[OBJECTIVE A] List every defined term that the rights plan text below introduces in quotation marks within parentheses.
[OBJECTIVE B]
Using the rights plan text below, answer each question:
(i) At what price per share does each Right let its holder buy Common Stock?
(ii) Which company serves as Rights Agent?
(iii) What share of the outstanding Common Stock must a person beneficially own to become a "20% Shareholder"?
* Begin EXTRACT *
On June 25, 1998, the Board of Directors of the Company declared a dividend distribution of one Right for each outstanding share of Common Stock of the Company to shareholders of record at the close of business on December 19, 1998, or on such earlier date (if any) as existing Common Stock purchase rights may be redeemed in accordance with the Company's Rights Plan, which was adopted December 8, 1988. Each Right entitles the registered holder to purchase from the Company one share of Common Stock at a price of $110 per share (the "Exercise Price"), subject to adjustment. The Exercise Price shall be paid in cash. The description and terms of the Rights are set forth in a Rights Agreement (the "Rights Agreement") dated as of June 25, 1998 between the Company and ChaseMellon Shareholder Services, L.L.C., as Rights Agent.

 

The Rights are attached to all Common Stock certificates, and no separate Rights certificates have been distributed. The Rights will separate from the Common Stock on the distribution date (the "Distribution Date"), which is the earlier of (i) the date of the first public announcement that a person (a "20% Shareholder") has become the beneficial owner of 20% or more of the outstanding shares of Common Stock (the "20% Ownership Date"), or (ii) the tenth business day (or such later day as shall be designated by the Board of Directors) following the date of the commencement of, or the announcement of an intention to make, a tender offer or exchange offer, the consummation of which would cause a person to become a 20% Shareholder. Until the Distribution Date, (i) the Rights will be evidenced by the Common Stock certificates and will be transferred with, and only with, such Common Stock certificates, (ii) Common Stock certificates issued after the record date for distribution of the Rights will contain a notation incorporating the Rights Agreement by reference, and (iii) the surrender for transfer of any certificates for Common Stock outstanding also will constitute the transfer of the Rights associated with the Common Stock represented by such certificates.
* End EXTRACT *
* Begin EXCERPTED DATA *
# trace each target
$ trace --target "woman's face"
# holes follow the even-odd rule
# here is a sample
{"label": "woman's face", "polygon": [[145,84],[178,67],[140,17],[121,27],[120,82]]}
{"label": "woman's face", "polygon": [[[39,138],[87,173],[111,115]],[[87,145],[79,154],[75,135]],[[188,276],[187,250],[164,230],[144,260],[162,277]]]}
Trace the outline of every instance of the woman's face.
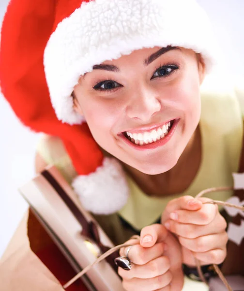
* End EXCERPTED DATA *
[EXERCISE SOLUTION A]
- Exercise Price
- Rights Agreement
- Distribution Date
- 20% Shareholder
- 20% Ownership Date

[EXERCISE SOLUTION B]
(i) $110 per share, subject to adjustment
(ii) ChaseMellon Shareholder Services, L.L.C.
(iii) 20% or more